- ОТРЫВОК ТЕКСТА
Судьба и грехи России - Федотов Георгий Петрович. Страница 29

    Не знаю, было ли все это неизбежно. Неизбежны ли самоубийственные формы  опричнины Грозного, коммунизм  большевистской революции? Откуда эта разрушительная  ярость всех исторически обоснованных процессов русской  истории? Они протекают с таким «запросом», что под конец не знаешь — и через столетия не знаешь, — что это, к  жизни или к смерти?

    Петру удалось на века расколоть Россию на два общества, два народа, переставших понимать друг друга. Разверзлась пропасть между дворянством (сначала одним дворянством) и народом   (всеми остальными  классами  общества) — та пропасть, которую пытается завалить своими трупами интеллигенция XIX века. Отныне рост одной  культуры, импортной, совершается за счет другой — национальной. Школы и книга делаются орудием обезличения,  опустошения народной души. Я здесь не касаюсь социальной  опасности раскола: над крестьянством, по безграмотности  своей оставшимся верным христианству и национальной  культуре, стоит класс господ, получивших над ним право жизни и смерти, презиравших его веру, его быт, одежду и язык и, в свою очередь, презираемых им. Результат получился приблизительно тот же, как если бы Россия подверглась польскому или немецкому завоеванию, которое, обратив в рабство туземное население, поставило бы над ним класс иноземцев-феодалов, лишь постепенно, с каждым поколением поддающихся неизбежному обрусению.

==80

   Значит ли  это, что мы отвергаем дело Петра? Империю, созданную им, этот огромный дом народов, на четыре моря, на шестую часть земного шара, где в суровой  школе зрели для творческого пробуждения многомиллионные пласты европейско-азиатской целины? Где русский гений впервые вышел на пространства всемирной истории и с  какой силой и правом утвердил свое место в мире! Петербург, с кольцом своих резиденций, — единственный в мире  город трагической красоты, где в граните воплотилась воля  к сверхчеловеческому величию, и тяжесть материков плывет, как призрачная флотилия в туманах, с легкостью окрыленной мысли. Отречемся ли мы от развенчанного Петербурга перед вновь торжествующей Москвой?

- Записи с точками и подписями

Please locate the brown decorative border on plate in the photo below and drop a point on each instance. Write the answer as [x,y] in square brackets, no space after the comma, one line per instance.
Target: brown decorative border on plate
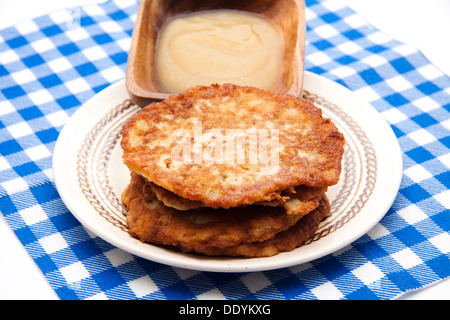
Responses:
[358,176]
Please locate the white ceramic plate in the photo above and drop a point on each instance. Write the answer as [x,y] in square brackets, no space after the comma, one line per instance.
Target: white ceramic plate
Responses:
[90,176]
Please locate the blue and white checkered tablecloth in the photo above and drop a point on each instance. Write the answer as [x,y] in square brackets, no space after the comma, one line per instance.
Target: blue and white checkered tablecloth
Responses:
[51,65]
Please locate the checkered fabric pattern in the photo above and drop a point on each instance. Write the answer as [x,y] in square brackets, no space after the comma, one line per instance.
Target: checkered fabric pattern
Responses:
[51,65]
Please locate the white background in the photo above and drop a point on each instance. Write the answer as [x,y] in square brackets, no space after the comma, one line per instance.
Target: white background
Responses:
[419,23]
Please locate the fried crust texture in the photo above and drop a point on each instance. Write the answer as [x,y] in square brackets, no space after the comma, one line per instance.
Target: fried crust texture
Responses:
[149,220]
[309,147]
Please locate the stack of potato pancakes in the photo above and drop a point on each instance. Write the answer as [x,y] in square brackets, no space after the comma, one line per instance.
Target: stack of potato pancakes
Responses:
[225,170]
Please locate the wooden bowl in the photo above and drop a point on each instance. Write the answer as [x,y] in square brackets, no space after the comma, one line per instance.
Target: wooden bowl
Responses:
[288,15]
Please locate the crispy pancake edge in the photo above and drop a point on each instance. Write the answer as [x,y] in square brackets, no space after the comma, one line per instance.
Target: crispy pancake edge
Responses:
[214,194]
[150,221]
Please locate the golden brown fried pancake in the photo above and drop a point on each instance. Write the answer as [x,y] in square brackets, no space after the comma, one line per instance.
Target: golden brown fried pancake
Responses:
[284,241]
[299,200]
[310,147]
[150,221]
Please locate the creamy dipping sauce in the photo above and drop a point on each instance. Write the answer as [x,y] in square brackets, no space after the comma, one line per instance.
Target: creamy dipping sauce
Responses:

- КОРОТКОЕ ЗАДАНИЕ
Напишите продолжение отрывка о судьбе и грехах России, начав сразу после его последнего предложения. Перечень — самостоятельный материал, к отрывку он не относится.

- РЕЗУЛЬТАТ УПРАЖНЕНИЯ
    Людям,  которые готовы проклясть Империю и с легкостью выбросить традиции русского классицизма, венчаемого Пушкиным,   следует напомнить одно. Только  Петербург расколол пленное русское слово, только он  снял печать с уст православия. Для всякого ясно, что не  только Пушкин, но и Толстой и Достоевский немыслимы без школы  европейского гуманизма, как немыслим  он сам без классического предания Греции. Ясно и то,  что в Толстом и Достоевском впервые на весь мир прозвучал голос допетровской Руси, христианской и даже,  может быть, языческой, как в Хомякове и в новой русской богословской школе впервые, пройдя искус немецкой философии и  католической теологии, осознает себя  дух русского православия.

    Как примирить  это с нашей схемой сосуществования  двух культур? Для всех ясно, что эта схема откровенно  «схематична». Действительность намного сложнее, и даже  XYIII век и русское барство, особенно в нижних слоях его,  много народнее, чем выглядит на старинных портретах и в  биографиях вельмож. Не все получали свой последний  лоск в Версале. В саратовских и пензенских деревушках —  я говорю о дворянстве (см. у Вигеля) — XYII век затянулся  чуть не до дней Екатерины. Обе культуры живут в состоянии интрамолекулярного  взаимодействия. Начавшись  революционным  отрывом от Руси, двухвековая история  Петербурга есть история медленного возвращения. Перемежаясь реакциями, но все с большей ясностью и чистотой  звучит русская тема в новой культуре, получая водительство к концу XIX века. И это параллельно с неуклонным распадом социально-бытовых устоев древнерусской жизни и  выветриванием православно-народного сознания. Органическое единство не достигнуто до конца, что предопределяет культурную         разрушительность нашей  революции.  Ленин  в самом  деле через века откликается

==81

 Петру, отрывая или формулируя отрыв от русской культуры впервые к культуре приобщающихся масс.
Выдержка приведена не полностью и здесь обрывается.